* _Source passage_
Now, I need to be careful about falling into the “human rights is a zero sum game” here. I know that the fact that someone else may have a different (or bigger) problem doesn’t mean we can’t talk about a problem. I know that we don’t need to focus on EVERY human rights issue all at once. And I know that it’s perfectly okay to prioritize particular issues in particular situations.
But nonetheless I feel that on the occasions that we speak about women, and foreground women, we need to make sure that what we’re talking about is indeed all women, not simply demonstrating the limitations of what our culture thinks a “default” woman is, and make sure that what we talk about when we talk about women is as inclusive and respectful a definition and conception as possible, not something that leads women like me (and so many others) to feeling neglected, erased, dismissed, or like we don’t count and our experiences and needs and concerns don’t count as “women’s issues”.

Stored data:
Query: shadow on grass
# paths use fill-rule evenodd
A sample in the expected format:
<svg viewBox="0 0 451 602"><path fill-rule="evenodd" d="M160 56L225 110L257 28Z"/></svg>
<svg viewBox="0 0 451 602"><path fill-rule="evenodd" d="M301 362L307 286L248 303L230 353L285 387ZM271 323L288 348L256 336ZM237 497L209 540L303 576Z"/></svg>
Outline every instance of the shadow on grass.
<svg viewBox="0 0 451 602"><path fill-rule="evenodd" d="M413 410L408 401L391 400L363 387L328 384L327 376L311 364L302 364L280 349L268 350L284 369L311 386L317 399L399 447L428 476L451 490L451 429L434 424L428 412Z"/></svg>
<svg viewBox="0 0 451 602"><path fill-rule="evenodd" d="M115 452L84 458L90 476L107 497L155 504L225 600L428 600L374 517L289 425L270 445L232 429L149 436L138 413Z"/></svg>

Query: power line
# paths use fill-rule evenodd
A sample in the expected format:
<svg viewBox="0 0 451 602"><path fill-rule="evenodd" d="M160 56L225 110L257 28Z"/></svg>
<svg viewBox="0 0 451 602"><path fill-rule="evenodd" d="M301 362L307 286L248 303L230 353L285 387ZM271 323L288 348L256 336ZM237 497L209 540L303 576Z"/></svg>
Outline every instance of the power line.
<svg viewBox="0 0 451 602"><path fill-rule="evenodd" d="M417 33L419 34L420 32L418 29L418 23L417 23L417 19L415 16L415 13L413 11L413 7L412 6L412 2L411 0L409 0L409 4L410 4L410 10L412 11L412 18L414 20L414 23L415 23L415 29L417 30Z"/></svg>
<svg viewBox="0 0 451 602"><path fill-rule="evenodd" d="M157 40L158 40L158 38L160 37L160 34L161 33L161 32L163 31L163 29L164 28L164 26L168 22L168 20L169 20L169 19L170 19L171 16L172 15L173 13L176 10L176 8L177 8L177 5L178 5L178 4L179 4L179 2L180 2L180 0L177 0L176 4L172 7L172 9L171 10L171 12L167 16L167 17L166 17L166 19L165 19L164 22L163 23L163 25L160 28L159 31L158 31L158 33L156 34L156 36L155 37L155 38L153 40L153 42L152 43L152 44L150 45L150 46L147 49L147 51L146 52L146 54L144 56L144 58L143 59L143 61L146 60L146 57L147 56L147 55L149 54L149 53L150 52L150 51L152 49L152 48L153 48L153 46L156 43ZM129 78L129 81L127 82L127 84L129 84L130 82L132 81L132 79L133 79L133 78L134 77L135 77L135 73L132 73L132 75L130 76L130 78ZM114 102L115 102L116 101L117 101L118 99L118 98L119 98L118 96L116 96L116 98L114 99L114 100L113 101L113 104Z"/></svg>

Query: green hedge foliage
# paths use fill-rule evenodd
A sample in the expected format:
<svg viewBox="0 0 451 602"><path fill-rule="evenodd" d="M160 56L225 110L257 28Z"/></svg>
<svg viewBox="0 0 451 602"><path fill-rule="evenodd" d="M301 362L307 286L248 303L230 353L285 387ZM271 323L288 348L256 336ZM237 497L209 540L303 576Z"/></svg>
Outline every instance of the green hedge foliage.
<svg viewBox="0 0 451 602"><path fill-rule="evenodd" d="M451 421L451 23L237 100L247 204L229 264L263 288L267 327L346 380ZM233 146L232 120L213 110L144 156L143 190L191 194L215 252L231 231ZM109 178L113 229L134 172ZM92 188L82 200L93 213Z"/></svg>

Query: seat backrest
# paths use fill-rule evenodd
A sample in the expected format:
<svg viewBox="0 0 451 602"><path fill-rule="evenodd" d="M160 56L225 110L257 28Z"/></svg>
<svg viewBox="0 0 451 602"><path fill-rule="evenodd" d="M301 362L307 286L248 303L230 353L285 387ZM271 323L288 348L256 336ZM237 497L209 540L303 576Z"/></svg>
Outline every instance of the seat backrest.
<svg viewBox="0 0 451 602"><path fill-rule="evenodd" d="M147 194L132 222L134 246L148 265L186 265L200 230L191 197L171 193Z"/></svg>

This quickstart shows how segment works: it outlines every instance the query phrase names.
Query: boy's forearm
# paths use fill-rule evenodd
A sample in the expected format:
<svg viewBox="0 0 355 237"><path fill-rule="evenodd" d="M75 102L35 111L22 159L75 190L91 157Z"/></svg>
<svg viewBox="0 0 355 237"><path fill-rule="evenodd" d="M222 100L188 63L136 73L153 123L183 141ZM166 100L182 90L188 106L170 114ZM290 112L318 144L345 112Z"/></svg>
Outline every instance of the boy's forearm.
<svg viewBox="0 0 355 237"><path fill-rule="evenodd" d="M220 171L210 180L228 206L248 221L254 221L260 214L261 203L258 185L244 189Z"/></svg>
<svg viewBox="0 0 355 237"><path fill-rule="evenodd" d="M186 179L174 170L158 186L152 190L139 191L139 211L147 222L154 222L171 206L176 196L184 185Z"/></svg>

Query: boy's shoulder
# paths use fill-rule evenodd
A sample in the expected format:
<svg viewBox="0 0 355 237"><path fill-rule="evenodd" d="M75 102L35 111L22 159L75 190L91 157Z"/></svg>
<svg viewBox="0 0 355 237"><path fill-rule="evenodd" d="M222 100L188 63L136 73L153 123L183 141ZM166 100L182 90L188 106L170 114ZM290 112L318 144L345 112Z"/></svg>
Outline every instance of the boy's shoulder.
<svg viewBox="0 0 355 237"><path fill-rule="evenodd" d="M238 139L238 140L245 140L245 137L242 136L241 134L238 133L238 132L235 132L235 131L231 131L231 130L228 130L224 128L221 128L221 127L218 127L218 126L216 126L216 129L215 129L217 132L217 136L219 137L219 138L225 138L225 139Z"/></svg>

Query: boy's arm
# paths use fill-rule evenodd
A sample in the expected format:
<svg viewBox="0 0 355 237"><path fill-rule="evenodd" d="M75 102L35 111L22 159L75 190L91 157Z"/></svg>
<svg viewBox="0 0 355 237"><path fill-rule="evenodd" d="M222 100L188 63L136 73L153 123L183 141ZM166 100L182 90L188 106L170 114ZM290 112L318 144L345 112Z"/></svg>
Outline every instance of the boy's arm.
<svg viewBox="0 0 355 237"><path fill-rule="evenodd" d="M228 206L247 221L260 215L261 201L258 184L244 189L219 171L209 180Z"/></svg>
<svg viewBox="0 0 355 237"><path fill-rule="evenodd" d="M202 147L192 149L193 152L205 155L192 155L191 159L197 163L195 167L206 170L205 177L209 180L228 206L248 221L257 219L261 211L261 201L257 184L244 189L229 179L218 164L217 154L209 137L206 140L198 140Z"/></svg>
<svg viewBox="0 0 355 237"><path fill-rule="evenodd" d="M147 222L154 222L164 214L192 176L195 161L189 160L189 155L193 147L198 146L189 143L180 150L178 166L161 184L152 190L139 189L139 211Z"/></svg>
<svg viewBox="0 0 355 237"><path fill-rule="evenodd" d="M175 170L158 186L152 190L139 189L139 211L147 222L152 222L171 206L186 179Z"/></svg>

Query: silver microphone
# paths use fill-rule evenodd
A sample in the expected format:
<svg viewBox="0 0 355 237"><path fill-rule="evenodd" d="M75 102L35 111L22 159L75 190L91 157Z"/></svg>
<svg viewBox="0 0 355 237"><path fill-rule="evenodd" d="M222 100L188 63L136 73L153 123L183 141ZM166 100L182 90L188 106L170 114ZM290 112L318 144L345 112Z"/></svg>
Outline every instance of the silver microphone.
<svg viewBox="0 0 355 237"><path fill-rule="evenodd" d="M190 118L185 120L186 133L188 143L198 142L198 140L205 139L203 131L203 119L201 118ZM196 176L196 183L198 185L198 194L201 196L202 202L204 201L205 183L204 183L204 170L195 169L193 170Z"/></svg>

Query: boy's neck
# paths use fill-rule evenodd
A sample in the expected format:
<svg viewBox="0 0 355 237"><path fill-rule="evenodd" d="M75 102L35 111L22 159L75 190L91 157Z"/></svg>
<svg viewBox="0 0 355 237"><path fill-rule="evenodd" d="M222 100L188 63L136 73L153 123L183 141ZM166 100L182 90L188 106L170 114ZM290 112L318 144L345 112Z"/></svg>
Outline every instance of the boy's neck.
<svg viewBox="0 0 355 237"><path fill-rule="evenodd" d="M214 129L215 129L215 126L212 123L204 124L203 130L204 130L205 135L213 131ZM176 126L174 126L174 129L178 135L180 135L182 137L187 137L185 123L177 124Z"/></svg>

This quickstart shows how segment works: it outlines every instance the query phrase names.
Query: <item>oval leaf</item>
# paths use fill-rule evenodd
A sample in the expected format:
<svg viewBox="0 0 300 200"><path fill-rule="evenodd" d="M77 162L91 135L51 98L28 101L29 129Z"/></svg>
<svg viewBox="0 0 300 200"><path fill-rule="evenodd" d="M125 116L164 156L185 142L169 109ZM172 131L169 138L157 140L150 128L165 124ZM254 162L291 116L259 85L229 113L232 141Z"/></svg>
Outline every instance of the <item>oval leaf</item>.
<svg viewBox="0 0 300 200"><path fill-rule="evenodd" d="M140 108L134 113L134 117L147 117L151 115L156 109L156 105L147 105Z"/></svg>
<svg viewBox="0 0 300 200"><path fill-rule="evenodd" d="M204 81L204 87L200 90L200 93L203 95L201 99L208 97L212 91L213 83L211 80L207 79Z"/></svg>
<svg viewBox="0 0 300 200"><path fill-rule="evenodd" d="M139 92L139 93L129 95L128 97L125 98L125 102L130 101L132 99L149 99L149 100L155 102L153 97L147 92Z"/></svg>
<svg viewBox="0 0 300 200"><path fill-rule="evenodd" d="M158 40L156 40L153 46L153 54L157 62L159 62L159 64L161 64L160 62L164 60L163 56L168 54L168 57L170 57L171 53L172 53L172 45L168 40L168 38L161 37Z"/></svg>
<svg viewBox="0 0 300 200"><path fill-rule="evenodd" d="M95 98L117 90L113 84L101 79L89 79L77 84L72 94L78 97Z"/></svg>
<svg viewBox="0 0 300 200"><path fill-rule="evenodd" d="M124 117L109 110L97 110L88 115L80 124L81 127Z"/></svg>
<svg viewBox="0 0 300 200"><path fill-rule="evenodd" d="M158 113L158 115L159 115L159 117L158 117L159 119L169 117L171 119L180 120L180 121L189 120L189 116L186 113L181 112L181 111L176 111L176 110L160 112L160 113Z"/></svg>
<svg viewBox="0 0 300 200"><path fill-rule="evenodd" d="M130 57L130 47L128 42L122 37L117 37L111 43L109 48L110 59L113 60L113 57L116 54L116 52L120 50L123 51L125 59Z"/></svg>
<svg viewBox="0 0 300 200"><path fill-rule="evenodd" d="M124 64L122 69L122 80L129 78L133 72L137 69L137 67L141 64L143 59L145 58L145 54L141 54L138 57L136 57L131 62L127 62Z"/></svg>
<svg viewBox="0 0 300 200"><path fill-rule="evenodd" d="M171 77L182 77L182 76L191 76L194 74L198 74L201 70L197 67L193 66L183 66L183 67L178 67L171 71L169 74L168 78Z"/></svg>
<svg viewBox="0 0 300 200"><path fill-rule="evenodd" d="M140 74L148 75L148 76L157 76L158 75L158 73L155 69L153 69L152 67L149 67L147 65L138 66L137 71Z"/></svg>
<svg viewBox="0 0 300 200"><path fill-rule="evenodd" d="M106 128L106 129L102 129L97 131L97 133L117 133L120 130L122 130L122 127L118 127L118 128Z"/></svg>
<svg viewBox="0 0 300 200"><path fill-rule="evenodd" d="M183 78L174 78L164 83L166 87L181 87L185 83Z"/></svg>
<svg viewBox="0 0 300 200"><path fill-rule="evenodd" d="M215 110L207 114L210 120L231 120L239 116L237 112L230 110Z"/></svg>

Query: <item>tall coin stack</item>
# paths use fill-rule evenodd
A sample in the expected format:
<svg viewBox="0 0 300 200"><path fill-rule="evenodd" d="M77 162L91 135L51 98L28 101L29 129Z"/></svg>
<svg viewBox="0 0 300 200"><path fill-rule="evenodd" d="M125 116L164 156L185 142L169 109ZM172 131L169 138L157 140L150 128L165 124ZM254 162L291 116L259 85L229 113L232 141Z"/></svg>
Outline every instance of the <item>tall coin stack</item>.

* _Action item 1_
Rewrite the passage on inclusive definitions of women from "Now, I need" up to and including "in particular situations.", putting "contest with a single winner" in place of "zero sum game".
* _Action item 2_
In the passage on inclusive definitions of women, what does the writer say the fact that someone else may have a different or bigger problem does not mean?
* _Action item 3_
Write the next part of the passage on inclusive definitions of women, starting after its final sentence.

* _Output 1_
Now, I need to be careful about falling into the “human rights is a contest with a single winner” here. I know that the fact that someone else may have a different (or bigger) problem doesn’t mean we can’t talk about a problem. I know that we don’t need to focus on EVERY human rights issue all at once. And I know that it’s perfectly okay to prioritize particular issues in particular situations.

* _Output 2_
It does not mean that we can't talk about a problem.

* _Output 3_
This year, I’m going to be hiding a little bit, and trying to limit exposure to those messages that carry those subtle little suggestions that my identity as a woman and the issues that affect me aren’t really important or woman-ish enough. But hopefully next year I might feel a little braver, and hopefully bit by bit we can work towards an International Woman’s Day where all women will feel able to be proud their gender, and like their claim to that identity is not on the line or under implicit attack or open to question if they participate and celebrate this day, and enact that pride.
This is an important day. I am a woman, and am proud to be so. I don’t want to negate or detract from the value of what this day means and represents. But I do ask that in your thoughts today, you remember to make a little space for those women who aren’t always so readily embraced under that term and identity.
And make room for those of us who had to fight, and continue to fight, for it.